*REQUIRED ACTION*
A faithful copy is needed. Set down all of the data below exactly.

□ □ □ □

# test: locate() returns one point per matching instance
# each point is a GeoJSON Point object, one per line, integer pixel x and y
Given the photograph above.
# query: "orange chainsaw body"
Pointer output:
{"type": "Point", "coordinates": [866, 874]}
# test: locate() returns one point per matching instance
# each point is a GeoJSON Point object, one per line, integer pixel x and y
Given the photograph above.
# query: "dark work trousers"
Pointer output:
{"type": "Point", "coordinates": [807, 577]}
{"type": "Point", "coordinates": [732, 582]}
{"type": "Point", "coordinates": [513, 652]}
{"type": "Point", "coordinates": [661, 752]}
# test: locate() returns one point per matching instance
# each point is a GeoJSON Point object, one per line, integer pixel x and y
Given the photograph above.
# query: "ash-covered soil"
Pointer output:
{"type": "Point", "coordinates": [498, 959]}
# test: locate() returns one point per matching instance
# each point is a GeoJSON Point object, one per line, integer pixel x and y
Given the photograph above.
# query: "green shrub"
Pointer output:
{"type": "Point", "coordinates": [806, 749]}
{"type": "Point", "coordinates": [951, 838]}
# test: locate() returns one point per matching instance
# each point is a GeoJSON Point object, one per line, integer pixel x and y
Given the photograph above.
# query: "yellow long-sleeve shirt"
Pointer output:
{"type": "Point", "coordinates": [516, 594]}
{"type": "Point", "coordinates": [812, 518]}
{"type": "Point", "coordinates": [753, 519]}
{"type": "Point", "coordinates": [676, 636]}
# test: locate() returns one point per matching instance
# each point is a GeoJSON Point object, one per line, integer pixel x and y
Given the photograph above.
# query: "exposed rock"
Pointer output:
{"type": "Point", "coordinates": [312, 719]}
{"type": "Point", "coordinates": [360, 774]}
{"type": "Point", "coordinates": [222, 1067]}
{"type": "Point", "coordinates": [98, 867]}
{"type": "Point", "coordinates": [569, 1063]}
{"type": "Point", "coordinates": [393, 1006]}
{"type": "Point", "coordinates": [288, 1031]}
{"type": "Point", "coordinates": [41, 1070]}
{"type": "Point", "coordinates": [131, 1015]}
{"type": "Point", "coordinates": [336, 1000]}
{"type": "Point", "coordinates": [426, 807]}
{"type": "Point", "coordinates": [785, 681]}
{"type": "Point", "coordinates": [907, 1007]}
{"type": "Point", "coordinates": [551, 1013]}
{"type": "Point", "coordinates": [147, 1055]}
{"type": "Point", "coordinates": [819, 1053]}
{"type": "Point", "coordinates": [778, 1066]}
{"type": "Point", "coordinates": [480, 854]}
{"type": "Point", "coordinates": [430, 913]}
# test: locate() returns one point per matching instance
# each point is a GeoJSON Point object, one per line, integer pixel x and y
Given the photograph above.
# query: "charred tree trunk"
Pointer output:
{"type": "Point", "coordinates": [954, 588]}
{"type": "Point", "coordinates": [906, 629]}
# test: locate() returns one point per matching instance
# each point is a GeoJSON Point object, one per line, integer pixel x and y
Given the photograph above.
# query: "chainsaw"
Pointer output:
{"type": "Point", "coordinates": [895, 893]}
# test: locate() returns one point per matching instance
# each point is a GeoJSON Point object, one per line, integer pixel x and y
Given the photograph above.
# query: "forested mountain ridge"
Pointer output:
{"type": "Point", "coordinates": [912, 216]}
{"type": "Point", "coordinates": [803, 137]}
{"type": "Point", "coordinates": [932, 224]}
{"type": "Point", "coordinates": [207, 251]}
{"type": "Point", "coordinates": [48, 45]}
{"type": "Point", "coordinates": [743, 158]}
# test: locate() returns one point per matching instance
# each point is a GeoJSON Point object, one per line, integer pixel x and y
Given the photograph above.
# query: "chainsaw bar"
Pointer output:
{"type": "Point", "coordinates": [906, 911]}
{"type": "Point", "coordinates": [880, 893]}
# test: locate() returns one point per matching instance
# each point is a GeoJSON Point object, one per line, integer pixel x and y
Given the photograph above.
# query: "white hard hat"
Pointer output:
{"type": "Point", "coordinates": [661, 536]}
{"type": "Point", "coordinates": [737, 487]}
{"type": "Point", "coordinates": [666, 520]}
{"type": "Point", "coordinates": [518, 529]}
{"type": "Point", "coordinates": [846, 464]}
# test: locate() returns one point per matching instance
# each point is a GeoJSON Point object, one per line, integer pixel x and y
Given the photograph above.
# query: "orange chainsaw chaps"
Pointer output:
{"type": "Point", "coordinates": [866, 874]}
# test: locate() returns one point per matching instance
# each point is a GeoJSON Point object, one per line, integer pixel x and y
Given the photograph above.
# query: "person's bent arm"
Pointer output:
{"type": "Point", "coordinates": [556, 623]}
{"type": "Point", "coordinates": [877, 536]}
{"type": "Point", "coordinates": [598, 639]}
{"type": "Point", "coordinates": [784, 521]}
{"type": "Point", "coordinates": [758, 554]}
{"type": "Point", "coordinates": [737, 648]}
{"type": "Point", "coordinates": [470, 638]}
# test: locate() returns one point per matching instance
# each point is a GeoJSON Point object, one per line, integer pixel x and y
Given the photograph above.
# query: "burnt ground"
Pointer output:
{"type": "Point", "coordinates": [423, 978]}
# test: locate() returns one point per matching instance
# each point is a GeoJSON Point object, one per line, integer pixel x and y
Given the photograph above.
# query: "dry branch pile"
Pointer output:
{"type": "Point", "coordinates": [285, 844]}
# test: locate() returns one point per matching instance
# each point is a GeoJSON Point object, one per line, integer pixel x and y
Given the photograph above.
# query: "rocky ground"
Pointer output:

□ □ □ □

*YOUR SOLUTION*
# test: locate() returns one point per matching instance
# each point is a GeoJSON Point object, one per line, integer pixel x and y
Given the photograph above.
# query: "orange chainsaw body"
Pointer output:
{"type": "Point", "coordinates": [866, 874]}
# test: locate() returns one point per matching instance
# each point is a GeoJSON Point object, one per line, integer pixel x and y
Given the photograph above.
# query: "dark work trousers"
Pointer output:
{"type": "Point", "coordinates": [807, 577]}
{"type": "Point", "coordinates": [732, 582]}
{"type": "Point", "coordinates": [513, 652]}
{"type": "Point", "coordinates": [661, 752]}
# test: locate() returns one point per matching instance
# each point is a GeoJSON Point object, one per line, integer pixel x and y
Given the photograph above.
# query: "ash-covered soil"
Pointer output:
{"type": "Point", "coordinates": [498, 959]}
# test: locate() returns one point per matching instance
# each point is a GeoJSON Point object, one per line, integer pixel x and y
Given the photograph above.
# query: "green shrub"
Pointer output:
{"type": "Point", "coordinates": [806, 749]}
{"type": "Point", "coordinates": [951, 838]}
# test: locate() returns one point per matching instance
# each point is a GeoJSON Point object, one per line, integer pixel x and y
Given the photograph above.
# query: "yellow long-sleeve shirt"
Pointer output:
{"type": "Point", "coordinates": [516, 594]}
{"type": "Point", "coordinates": [812, 518]}
{"type": "Point", "coordinates": [753, 519]}
{"type": "Point", "coordinates": [676, 636]}
# test: locate() returns one point per matching instance
# each point is a GeoJSON Point object, one per line, integer pixel x and y
Given the photograph above.
# query: "exposed rock"
Pointer output:
{"type": "Point", "coordinates": [312, 719]}
{"type": "Point", "coordinates": [360, 774]}
{"type": "Point", "coordinates": [222, 1067]}
{"type": "Point", "coordinates": [98, 867]}
{"type": "Point", "coordinates": [569, 1063]}
{"type": "Point", "coordinates": [393, 1006]}
{"type": "Point", "coordinates": [288, 1031]}
{"type": "Point", "coordinates": [41, 1070]}
{"type": "Point", "coordinates": [131, 1015]}
{"type": "Point", "coordinates": [336, 1000]}
{"type": "Point", "coordinates": [426, 807]}
{"type": "Point", "coordinates": [785, 681]}
{"type": "Point", "coordinates": [907, 1007]}
{"type": "Point", "coordinates": [551, 1013]}
{"type": "Point", "coordinates": [147, 1055]}
{"type": "Point", "coordinates": [819, 1053]}
{"type": "Point", "coordinates": [778, 1066]}
{"type": "Point", "coordinates": [480, 854]}
{"type": "Point", "coordinates": [430, 913]}
# test: locate() returns one point per matching instance
# each point is a GeoJSON Point object, one per line, integer pixel x and y
Given the photograph above.
# query: "charred tree trunk"
Pointer output:
{"type": "Point", "coordinates": [954, 588]}
{"type": "Point", "coordinates": [906, 629]}
# test: locate() returns one point per matching instance
# each point is a GeoJSON Point object, one per line, integer pixel x and y
Given the photograph above.
# query: "chainsaw"
Pointer output:
{"type": "Point", "coordinates": [895, 893]}
# test: locate() returns one point per matching instance
# each point is a GeoJSON Point object, one per line, integer pixel x and y
Given the photograph above.
# query: "forested mountain ridge"
Pointer output:
{"type": "Point", "coordinates": [912, 216]}
{"type": "Point", "coordinates": [803, 137]}
{"type": "Point", "coordinates": [932, 224]}
{"type": "Point", "coordinates": [207, 251]}
{"type": "Point", "coordinates": [48, 45]}
{"type": "Point", "coordinates": [743, 158]}
# test: locate() returns one point per matching instance
# each point is a GeoJSON Point object, one per line, integer pixel x and y
Given the photograph above.
# query: "chainsaw bar"
Pointer output:
{"type": "Point", "coordinates": [906, 911]}
{"type": "Point", "coordinates": [880, 893]}
# test: locate() returns one point per matching instance
# each point is a GeoJSON Point object, one per line, integer pixel x and y
Given the photograph above.
# query: "white hard hat"
Pointer output:
{"type": "Point", "coordinates": [661, 536]}
{"type": "Point", "coordinates": [737, 487]}
{"type": "Point", "coordinates": [666, 520]}
{"type": "Point", "coordinates": [518, 529]}
{"type": "Point", "coordinates": [846, 464]}
# test: locate() returns one point per matching instance
# each point is a GeoJSON Point object, one per line, integer pixel x and y
Given the photograph above.
# query: "orange chainsaw chaps"
Pointer output:
{"type": "Point", "coordinates": [866, 874]}
# test: locate() returns one point per matching instance
# each point is a GeoJSON Point object, one per line, integer pixel x and y
Given the photograph above.
# query: "person's bent arm"
Pointer output:
{"type": "Point", "coordinates": [556, 623]}
{"type": "Point", "coordinates": [877, 536]}
{"type": "Point", "coordinates": [598, 639]}
{"type": "Point", "coordinates": [784, 521]}
{"type": "Point", "coordinates": [758, 554]}
{"type": "Point", "coordinates": [737, 648]}
{"type": "Point", "coordinates": [470, 638]}
# test: locate() returns one point per matching instance
# each point is a GeoJSON Point object, one per line, integer pixel x and y
Given the photograph above.
# query: "burnt ground"
Pointer output:
{"type": "Point", "coordinates": [423, 978]}
# test: locate() returns one point per matching instance
# each point is a GeoJSON Point object, one per line, integer pixel x and y
Given the photograph above.
# query: "dry branch pile"
Pointer output:
{"type": "Point", "coordinates": [285, 844]}
# test: locate() returns one point per matching instance
# each point is a GeoJSON Point object, one per line, integer pixel x and y
Given the photograph above.
# query: "rocky ground"
Pointer output:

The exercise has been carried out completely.